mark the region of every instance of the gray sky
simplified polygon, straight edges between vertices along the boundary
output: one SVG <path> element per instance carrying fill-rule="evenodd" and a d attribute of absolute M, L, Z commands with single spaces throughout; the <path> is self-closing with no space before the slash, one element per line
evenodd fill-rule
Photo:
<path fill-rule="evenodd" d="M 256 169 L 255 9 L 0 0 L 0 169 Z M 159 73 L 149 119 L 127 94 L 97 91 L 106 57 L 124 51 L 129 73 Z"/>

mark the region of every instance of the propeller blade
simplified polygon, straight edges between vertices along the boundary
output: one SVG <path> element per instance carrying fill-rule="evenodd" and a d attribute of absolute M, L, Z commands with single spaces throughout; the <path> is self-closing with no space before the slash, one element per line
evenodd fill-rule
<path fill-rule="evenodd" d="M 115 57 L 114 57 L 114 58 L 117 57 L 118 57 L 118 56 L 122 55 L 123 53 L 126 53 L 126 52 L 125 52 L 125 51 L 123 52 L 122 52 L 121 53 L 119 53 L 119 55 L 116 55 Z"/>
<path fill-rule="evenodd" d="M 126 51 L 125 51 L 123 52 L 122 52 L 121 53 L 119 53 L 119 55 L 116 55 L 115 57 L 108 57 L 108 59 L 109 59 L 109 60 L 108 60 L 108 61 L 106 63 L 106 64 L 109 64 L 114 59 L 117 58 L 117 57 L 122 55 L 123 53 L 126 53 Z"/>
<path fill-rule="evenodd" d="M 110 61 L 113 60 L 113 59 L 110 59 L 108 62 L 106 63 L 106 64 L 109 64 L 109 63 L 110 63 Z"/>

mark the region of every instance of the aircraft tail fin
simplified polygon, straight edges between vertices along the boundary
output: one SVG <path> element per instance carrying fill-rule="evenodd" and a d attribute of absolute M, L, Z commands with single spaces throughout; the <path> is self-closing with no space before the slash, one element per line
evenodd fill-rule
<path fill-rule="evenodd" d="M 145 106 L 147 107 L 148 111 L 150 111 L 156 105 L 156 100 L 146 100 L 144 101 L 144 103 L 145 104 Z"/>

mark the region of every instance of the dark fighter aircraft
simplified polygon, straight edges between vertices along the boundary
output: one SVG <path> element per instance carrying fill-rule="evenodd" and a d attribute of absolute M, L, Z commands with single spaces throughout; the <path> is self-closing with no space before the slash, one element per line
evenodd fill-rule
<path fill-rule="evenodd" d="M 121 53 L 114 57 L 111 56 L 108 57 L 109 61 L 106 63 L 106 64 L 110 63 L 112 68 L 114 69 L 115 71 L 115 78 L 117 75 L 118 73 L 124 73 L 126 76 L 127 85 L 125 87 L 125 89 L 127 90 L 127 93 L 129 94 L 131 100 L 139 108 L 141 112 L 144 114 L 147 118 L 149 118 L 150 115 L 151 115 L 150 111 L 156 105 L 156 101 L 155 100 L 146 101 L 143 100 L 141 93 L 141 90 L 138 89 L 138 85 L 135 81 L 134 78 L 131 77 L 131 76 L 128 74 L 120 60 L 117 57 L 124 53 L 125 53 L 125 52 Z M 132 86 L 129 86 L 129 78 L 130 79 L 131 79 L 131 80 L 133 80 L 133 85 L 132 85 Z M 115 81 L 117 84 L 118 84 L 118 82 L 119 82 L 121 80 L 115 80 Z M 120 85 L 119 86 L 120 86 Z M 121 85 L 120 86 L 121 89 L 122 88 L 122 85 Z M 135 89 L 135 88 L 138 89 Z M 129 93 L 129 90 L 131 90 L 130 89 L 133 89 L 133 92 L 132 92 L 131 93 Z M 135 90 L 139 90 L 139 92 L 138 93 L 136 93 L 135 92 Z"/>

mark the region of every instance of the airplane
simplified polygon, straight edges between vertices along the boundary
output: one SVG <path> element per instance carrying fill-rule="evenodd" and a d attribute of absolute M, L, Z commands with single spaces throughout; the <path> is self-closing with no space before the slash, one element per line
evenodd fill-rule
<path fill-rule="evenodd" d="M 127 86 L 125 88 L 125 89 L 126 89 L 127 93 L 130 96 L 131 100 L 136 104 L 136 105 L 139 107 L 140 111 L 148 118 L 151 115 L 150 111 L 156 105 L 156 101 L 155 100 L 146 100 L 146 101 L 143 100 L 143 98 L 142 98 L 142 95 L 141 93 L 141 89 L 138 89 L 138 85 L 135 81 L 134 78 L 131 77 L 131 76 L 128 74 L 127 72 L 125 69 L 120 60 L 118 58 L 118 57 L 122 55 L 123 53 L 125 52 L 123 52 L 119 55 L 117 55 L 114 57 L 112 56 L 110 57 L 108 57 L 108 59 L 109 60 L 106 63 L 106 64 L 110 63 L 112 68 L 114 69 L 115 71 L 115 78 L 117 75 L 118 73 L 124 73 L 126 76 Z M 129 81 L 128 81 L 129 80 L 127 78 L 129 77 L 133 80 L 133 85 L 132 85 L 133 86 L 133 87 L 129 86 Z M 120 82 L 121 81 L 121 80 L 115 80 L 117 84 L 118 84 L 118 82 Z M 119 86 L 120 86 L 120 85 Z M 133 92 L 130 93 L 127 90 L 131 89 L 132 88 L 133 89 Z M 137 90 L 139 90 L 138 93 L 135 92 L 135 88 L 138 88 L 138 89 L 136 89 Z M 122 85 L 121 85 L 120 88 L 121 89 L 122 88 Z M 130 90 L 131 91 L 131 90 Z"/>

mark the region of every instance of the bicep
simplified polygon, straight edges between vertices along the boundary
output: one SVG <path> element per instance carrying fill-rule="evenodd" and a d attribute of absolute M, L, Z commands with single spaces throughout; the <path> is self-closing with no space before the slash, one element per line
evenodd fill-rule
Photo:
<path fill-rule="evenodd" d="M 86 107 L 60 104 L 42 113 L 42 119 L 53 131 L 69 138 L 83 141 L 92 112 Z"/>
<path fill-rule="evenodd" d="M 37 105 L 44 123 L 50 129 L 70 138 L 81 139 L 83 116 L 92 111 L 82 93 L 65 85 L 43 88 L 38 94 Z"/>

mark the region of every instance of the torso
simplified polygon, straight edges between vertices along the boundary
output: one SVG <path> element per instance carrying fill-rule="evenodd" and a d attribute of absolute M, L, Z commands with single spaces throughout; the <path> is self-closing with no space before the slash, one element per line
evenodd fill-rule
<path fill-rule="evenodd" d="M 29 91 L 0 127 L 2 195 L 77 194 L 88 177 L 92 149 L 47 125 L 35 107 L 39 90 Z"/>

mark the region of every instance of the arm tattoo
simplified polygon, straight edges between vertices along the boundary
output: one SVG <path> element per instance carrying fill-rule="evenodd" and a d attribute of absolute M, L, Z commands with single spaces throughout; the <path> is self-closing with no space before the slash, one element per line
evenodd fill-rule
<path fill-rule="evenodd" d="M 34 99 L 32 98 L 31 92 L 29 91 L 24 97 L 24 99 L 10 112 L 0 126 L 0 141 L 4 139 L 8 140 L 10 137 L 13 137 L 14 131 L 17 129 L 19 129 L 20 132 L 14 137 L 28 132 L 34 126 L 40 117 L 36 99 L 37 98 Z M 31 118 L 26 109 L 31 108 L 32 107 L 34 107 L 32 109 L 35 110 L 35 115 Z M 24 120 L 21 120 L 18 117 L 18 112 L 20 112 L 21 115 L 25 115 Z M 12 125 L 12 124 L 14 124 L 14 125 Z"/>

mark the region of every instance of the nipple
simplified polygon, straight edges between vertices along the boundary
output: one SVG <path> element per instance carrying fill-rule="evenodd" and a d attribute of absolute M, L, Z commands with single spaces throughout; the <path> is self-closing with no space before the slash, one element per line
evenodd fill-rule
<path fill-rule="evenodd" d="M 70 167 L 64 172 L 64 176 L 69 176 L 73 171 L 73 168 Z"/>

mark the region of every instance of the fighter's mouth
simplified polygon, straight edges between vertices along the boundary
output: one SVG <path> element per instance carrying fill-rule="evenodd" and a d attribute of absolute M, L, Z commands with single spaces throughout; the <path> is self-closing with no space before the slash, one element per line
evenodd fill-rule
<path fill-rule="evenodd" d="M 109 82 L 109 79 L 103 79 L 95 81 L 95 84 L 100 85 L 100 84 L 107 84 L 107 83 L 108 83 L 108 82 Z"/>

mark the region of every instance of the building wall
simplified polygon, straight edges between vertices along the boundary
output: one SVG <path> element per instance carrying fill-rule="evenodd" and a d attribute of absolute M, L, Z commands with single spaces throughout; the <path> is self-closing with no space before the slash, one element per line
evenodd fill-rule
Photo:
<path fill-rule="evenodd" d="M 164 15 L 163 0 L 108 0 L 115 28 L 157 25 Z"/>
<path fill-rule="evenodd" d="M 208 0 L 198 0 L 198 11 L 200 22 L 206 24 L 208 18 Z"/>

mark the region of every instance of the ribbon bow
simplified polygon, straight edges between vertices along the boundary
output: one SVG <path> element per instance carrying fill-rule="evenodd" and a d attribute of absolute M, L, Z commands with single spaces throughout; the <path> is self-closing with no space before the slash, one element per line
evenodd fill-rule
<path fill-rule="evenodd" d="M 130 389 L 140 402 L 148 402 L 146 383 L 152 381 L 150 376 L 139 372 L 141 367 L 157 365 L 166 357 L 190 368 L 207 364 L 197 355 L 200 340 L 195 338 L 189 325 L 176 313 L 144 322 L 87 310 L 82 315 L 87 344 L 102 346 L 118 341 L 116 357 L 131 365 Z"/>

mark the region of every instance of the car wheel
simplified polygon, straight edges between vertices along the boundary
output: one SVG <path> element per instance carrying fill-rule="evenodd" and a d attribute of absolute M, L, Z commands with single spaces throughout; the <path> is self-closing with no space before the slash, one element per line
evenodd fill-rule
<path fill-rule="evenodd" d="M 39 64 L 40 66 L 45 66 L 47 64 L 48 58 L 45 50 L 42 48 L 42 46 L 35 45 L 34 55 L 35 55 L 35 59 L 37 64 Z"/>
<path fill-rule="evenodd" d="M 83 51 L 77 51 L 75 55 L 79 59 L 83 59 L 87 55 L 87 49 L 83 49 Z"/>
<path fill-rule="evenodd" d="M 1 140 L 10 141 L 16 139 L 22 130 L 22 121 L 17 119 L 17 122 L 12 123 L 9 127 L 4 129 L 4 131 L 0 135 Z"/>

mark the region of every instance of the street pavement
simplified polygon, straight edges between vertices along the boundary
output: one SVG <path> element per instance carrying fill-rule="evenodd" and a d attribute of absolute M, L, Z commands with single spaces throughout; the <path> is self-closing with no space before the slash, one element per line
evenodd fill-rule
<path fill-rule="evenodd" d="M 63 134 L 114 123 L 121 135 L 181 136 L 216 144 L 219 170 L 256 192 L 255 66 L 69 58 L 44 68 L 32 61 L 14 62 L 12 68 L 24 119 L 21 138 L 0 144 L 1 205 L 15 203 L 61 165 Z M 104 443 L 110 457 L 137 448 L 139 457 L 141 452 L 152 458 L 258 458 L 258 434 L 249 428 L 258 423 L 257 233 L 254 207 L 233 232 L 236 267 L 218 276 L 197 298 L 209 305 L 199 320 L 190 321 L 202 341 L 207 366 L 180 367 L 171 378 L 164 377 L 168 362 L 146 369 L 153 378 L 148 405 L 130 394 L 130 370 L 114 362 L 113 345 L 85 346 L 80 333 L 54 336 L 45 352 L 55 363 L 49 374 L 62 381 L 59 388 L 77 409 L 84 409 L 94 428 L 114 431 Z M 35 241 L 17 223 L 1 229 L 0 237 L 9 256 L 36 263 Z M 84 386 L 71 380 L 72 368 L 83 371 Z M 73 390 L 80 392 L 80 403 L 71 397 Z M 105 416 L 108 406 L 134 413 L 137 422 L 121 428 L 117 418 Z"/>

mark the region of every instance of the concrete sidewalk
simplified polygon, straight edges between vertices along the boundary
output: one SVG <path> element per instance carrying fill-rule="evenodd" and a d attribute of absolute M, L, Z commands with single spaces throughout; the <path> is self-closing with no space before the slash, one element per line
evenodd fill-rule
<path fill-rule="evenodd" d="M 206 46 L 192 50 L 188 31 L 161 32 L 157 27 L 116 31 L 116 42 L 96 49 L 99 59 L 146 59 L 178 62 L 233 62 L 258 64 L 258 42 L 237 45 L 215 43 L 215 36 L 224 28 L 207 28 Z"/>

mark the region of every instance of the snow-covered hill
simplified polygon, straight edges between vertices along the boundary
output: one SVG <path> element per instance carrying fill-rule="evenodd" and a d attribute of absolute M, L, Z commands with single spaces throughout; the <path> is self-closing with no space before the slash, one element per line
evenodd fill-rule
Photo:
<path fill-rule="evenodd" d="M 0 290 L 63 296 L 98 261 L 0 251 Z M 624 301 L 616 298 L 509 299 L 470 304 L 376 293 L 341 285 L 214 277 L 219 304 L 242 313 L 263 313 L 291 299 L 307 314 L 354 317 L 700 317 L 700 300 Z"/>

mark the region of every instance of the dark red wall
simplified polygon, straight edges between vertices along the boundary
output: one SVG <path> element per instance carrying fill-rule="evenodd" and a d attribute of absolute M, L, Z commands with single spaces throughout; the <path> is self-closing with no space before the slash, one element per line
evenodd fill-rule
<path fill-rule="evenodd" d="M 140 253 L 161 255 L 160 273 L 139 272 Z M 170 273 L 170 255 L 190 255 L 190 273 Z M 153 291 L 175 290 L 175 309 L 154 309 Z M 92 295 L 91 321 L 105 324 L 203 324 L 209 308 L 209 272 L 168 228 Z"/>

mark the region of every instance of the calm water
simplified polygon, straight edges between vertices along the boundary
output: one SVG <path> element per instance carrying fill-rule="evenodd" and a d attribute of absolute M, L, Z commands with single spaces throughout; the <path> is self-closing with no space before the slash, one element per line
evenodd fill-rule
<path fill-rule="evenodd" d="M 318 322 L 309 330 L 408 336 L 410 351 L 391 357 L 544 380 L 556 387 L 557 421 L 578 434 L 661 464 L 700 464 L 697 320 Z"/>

:::::

Copy everything from the line containing "mark the region of every instance of the snow-covered" down to the line containing "290 L 63 296", swapping "snow-covered hill" for "snowy slope" and keeping the rest as it is.

» **Reply**
mark the region of every instance of the snowy slope
simplified polygon, straight edges between vertices along the boundary
output: one SVG <path> element per instance carrying fill-rule="evenodd" and a d attribute of absolute M, L, Z commands with single spaces throughout; the <path> is self-closing with no space before the slash, one element per line
evenodd fill-rule
Photo:
<path fill-rule="evenodd" d="M 0 290 L 63 296 L 98 261 L 0 251 Z M 624 301 L 616 298 L 509 299 L 470 304 L 376 293 L 341 285 L 214 277 L 219 304 L 242 313 L 263 313 L 291 299 L 307 314 L 354 317 L 700 317 L 700 300 Z"/>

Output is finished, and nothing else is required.